» **Document excerpt**
By JULIAN SHEA in London | China Daily Global | Updated: 2024-11-14 09:33

Britain's Shadow Chancellor of the Exchequer Rachel Reeves greets a supporter during a Labour Party general election campaign event in Ossett, West Yorkshire, Britain, May 26, 2024. [Photo/Agencies]

Since taking power in the country for the first time in 14 years at the general election in July, the ruling Labour Party in the United Kingdom has lost more than 40 percent of the council seats it was defending in local elections across England, Scotland and Wales, new data have shown.

Although Labour increased its number of parliamentary seats from 201 in the 2019 election to 412 in 2024, its share of the vote only went up by 1.6 percentage points to 33.7 percent.

The previously ruling Conservative Party saw its seats slide from 365 in 2019 to 121 in 2024, with 23.7 percent of the vote, down by nearly 20 points, so Labour's victory was significantly fueled by public rejection of the main alternative option.

» **Required actions**
1. Translate this sentence from the news excerpt into Spanish: "Although Labour increased its number of parliamentary seats from 201 in the 2019 election to 412 in 2024, its share of the vote only went up by 1.6 percentage points to 33.7 percent."
2. Give everything in the listing below, from the line containing "Target = polka dot top" down to the final line of the listing, as a Markdown table with the columns Row and Line, leaving out blank lines.

» **Exercise data**
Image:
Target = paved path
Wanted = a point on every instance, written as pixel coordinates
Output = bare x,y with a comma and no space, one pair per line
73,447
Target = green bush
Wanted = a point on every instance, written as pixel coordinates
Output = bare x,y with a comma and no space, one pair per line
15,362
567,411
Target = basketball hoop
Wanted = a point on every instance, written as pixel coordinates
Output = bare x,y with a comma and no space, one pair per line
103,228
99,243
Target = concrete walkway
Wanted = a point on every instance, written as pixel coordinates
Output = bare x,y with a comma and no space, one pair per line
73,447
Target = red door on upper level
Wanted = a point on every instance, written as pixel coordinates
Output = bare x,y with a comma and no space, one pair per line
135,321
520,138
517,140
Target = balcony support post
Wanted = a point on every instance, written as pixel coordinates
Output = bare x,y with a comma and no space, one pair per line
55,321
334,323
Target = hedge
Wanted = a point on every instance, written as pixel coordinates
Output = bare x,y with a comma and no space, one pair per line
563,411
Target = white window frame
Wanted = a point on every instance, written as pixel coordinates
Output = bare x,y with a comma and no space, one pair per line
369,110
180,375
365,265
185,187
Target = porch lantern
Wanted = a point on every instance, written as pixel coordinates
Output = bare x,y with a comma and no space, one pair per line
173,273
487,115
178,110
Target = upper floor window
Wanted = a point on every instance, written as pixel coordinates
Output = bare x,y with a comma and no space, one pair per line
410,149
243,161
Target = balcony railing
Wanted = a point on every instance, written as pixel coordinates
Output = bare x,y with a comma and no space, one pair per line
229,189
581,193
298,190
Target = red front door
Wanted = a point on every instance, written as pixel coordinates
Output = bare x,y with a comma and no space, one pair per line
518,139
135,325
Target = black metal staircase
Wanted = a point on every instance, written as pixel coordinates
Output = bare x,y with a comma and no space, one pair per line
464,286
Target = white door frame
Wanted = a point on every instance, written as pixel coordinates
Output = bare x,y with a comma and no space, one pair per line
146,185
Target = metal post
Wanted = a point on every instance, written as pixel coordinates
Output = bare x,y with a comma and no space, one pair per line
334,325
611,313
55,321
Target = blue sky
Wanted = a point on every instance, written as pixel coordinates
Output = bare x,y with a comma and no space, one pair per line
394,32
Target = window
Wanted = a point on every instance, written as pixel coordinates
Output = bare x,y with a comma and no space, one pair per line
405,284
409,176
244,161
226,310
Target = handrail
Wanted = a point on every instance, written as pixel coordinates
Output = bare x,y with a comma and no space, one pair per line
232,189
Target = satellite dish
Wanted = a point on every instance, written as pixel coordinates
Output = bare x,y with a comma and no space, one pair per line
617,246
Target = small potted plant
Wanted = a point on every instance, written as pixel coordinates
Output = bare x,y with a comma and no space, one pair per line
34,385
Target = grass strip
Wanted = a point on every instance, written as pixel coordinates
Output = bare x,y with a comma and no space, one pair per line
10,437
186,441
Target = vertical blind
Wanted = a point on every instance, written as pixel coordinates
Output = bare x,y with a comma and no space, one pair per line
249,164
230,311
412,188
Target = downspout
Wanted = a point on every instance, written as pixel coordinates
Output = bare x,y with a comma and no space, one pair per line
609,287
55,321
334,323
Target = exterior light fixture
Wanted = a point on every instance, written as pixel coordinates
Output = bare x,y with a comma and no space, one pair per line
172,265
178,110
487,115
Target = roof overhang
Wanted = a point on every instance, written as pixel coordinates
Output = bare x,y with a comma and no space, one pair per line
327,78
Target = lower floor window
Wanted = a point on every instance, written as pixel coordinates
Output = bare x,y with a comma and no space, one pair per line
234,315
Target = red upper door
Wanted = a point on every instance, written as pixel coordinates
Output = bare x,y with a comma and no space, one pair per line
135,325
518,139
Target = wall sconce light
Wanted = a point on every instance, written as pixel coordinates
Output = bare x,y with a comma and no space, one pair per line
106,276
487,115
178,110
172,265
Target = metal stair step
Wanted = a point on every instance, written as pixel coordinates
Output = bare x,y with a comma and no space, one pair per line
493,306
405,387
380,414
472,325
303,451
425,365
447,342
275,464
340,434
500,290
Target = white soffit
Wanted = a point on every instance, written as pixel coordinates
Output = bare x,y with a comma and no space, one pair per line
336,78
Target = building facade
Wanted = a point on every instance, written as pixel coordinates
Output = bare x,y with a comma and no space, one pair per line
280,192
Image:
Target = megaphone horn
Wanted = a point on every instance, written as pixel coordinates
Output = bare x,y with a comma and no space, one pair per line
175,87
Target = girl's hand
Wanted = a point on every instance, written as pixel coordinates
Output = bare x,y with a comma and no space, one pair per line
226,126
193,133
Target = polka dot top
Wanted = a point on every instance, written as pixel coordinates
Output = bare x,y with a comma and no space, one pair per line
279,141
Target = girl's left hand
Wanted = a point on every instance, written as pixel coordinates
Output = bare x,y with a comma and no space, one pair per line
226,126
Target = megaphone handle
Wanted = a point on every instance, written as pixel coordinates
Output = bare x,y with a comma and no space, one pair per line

» **Answer set**
1. Aunque los laboristas aumentaron su número de escaños parlamentarios de 201 en las elecciones de 2019 a 412 en 2024, su porcentaje de votos solo subió 1,6 puntos porcentuales, hasta el 33,7 por ciento.

2.
| Row | Line |
|---|---|
| 1 | Target = polka dot top |
| 2 | Wanted = a point on every instance, written as pixel coordinates |
| 3 | Output = bare x,y with a comma and no space, one pair per line |
| 4 | 279,141 |
| 5 | Target = girl's left hand |
| 6 | Wanted = a point on every instance, written as pixel coordinates |
| 7 | Output = bare x,y with a comma and no space, one pair per line |
| 8 | 226,126 |
| 9 | Target = megaphone handle |
| 10 | Wanted = a point on every instance, written as pixel coordinates |
| 11 | Output = bare x,y with a comma and no space, one pair per line |